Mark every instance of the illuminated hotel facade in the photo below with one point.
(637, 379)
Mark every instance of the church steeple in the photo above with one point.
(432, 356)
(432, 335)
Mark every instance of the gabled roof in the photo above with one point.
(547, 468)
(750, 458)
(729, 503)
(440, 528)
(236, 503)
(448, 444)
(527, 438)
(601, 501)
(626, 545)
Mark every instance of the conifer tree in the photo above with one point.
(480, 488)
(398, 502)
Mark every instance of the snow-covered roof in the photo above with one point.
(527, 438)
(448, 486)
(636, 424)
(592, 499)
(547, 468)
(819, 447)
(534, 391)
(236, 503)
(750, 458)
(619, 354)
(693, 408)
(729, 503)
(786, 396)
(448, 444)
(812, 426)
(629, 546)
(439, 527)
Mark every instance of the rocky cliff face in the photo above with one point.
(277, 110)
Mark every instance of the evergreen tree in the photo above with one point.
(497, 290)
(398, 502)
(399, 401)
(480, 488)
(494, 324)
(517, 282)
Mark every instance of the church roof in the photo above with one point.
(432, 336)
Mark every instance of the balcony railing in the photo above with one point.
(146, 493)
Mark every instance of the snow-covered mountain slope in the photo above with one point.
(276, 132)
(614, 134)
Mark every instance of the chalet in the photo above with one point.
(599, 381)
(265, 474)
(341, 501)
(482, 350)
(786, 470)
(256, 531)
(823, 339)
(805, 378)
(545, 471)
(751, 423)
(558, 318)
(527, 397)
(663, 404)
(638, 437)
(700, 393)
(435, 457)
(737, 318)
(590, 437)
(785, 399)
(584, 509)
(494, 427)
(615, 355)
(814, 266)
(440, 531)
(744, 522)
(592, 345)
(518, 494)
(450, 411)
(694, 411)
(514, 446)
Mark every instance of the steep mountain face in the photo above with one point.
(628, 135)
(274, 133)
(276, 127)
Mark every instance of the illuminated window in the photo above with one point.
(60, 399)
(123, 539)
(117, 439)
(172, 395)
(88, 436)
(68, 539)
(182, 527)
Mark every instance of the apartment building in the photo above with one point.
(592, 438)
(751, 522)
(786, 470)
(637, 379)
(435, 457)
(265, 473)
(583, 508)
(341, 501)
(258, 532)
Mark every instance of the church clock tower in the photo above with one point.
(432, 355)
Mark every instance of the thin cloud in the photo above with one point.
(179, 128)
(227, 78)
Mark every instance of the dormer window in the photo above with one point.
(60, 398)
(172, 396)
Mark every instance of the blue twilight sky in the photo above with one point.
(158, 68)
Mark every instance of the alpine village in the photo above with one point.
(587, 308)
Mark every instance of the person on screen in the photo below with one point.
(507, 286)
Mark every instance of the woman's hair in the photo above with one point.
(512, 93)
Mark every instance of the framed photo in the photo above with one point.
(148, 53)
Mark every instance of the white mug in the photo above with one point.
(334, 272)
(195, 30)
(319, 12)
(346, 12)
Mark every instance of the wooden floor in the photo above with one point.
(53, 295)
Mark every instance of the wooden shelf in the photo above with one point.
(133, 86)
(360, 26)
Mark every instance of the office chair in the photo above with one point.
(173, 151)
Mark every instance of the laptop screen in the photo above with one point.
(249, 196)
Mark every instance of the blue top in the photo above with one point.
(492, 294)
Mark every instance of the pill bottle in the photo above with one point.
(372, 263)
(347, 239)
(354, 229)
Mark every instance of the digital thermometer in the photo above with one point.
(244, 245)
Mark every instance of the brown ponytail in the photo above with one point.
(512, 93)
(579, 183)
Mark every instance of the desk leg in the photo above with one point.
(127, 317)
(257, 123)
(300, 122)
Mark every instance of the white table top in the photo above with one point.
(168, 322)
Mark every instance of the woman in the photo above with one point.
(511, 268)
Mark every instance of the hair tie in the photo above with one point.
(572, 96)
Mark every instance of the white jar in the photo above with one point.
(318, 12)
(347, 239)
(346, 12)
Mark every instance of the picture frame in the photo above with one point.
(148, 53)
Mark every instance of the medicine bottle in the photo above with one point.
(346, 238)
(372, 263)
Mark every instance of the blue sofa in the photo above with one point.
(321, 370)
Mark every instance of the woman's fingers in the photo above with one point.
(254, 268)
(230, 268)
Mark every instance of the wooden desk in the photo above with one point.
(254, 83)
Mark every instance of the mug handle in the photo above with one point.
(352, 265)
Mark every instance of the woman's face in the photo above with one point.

·····

Exercise
Please render all of the entries above as a numbered list, leaving out any blank lines.

Response to the task
1. Mark every instance of the illuminated hotel facade in the photo below with one point.
2. (637, 379)
3. Mark every instance of the church steeple in the photo above with one point.
4. (432, 356)
5. (432, 335)
6. Mark every instance of the gabled roof in the photo above with one point.
7. (547, 468)
8. (750, 458)
9. (729, 503)
10. (440, 528)
11. (236, 503)
12. (448, 444)
13. (527, 438)
14. (601, 501)
15. (626, 545)
16. Mark every instance of the conifer tree in the photo above with one point.
17. (480, 488)
18. (398, 502)
19. Mark every instance of the snow-covered roof in the photo above with one point.
20. (527, 438)
21. (448, 486)
22. (636, 424)
23. (592, 499)
24. (547, 468)
25. (819, 447)
26. (534, 391)
27. (236, 503)
28. (750, 458)
29. (619, 354)
30. (693, 408)
31. (729, 503)
32. (786, 396)
33. (448, 444)
34. (812, 426)
35. (629, 546)
36. (439, 527)
37. Mark every instance of the rocky cliff face in the photo above with one point.
38. (277, 110)
39. Mark every instance of the evergreen tree in the photo above with one point.
40. (497, 290)
41. (398, 502)
42. (399, 401)
43. (480, 488)
44. (494, 324)
45. (517, 282)
46. Mark every instance of the church roof in the photo above with one point.
47. (432, 336)
48. Mark every instance of the balcony railing in the photo above with one point.
49. (146, 493)
50. Mark every instance of the snow-covered mountain slope in the photo above with one point.
51. (276, 132)
52. (614, 134)
53. Mark every instance of the chalet in the photo above with one point.
54. (599, 381)
55. (265, 474)
56. (341, 501)
57. (482, 350)
58. (786, 470)
59. (256, 531)
60. (823, 339)
61. (805, 378)
62. (545, 471)
63. (751, 423)
64. (558, 318)
65. (527, 397)
66. (663, 404)
67. (638, 437)
68. (700, 393)
69. (435, 457)
70. (737, 318)
71. (590, 437)
72. (785, 399)
73. (584, 509)
74. (494, 427)
75. (615, 355)
76. (814, 266)
77. (440, 531)
78. (744, 522)
79. (592, 345)
80. (518, 494)
81. (450, 411)
82. (694, 411)
83. (514, 446)
84. Mark every instance of the steep mountain face in the photo above with one point.
85. (628, 135)
86. (274, 133)
87. (276, 127)
88. Mark every instance of the illuminated window in the photo above with one point.
89. (60, 399)
90. (123, 539)
91. (117, 439)
92. (172, 395)
93. (88, 436)
94. (68, 539)
95. (182, 527)
96. Mark every instance of the apartment building in the photo above with one point.
97. (592, 438)
98. (751, 522)
99. (786, 470)
100. (637, 379)
101. (435, 457)
102. (265, 473)
103. (583, 508)
104. (341, 501)
105. (258, 532)
106. Mark every instance of the church clock tower in the photo above with one point.
107. (432, 355)
108. Mark every instance of the thin cloud in the photo above with one point.
109. (179, 128)
110. (227, 78)
111. Mark every instance of the dormer window in the photo above with one point.
112. (60, 398)
113. (172, 396)
114. Mark every instance of the blue twilight sky in the photo above with one point.
115. (158, 68)
116. Mark every instance of the alpine village in the photo above with one point.
117. (587, 308)
118. Mark every instance of the person on screen in the photo below with one point.
119. (507, 286)
120. Mark every instance of the woman's hair in the photo above with one point.
121. (512, 93)
122. Mark every instance of the framed photo in the photo above with one point.
123. (148, 53)
124. Mark every instance of the white mug in the photo above with one point.
125. (334, 272)
126. (195, 30)
127. (319, 12)
128. (346, 12)
129. Mark every instance of the wooden floor in the photo above with one point.
130. (53, 295)
131. Mark every instance of the wooden shelf in the photo above with one point.
132. (133, 86)
133. (360, 26)
134. Mark every instance of the office chair in the photo above with one point.
135. (173, 151)
136. Mark every instance of the laptop screen in the photo above with one point.
137. (249, 196)
138. Mark every instance of the blue top in the photo above with one point.
139. (492, 294)
140. Mark every instance of the pill bottle in the photo above with one point.
141. (372, 263)
142. (347, 239)
143. (354, 229)
144. Mark every instance of the digital thermometer in the photo above with one point.
145. (244, 245)
146. Mark every instance of the brown ponytail in the photo above with one point.
147. (512, 93)
148. (579, 183)
149. Mark every instance of the desk leg in the photo above with one point.
150. (127, 317)
151. (257, 123)
152. (300, 122)
153. Mark every instance of the white table top in the photo above with one point.
154. (168, 322)
155. Mark every instance of the woman in the photo above with one point.
156. (511, 268)
157. Mark every instance of the hair tie in the photo above with one point.
158. (572, 96)
159. Mark every instance of the white jar in the photo above with one point.
160. (318, 12)
161. (347, 239)
162. (346, 12)
163. Mark every instance of the picture frame in the photo above with one point.
164. (148, 53)
165. Mark every instance of the medicine bottle in the photo above with one point.
166. (346, 238)
167. (372, 263)
168. Mark every instance of the blue sofa in the photo above with one point.
169. (321, 370)
170. Mark every instance of the woman's fingers in the photo above with one point.
171. (254, 268)
172. (230, 268)
173. Mark every instance of the wooden desk in the photo above with one point.
174. (254, 83)
175. Mark every instance of the mug handle in the photo above with one point.
176. (352, 265)
177. Mark every instance of the woman's face in the photo above with one point.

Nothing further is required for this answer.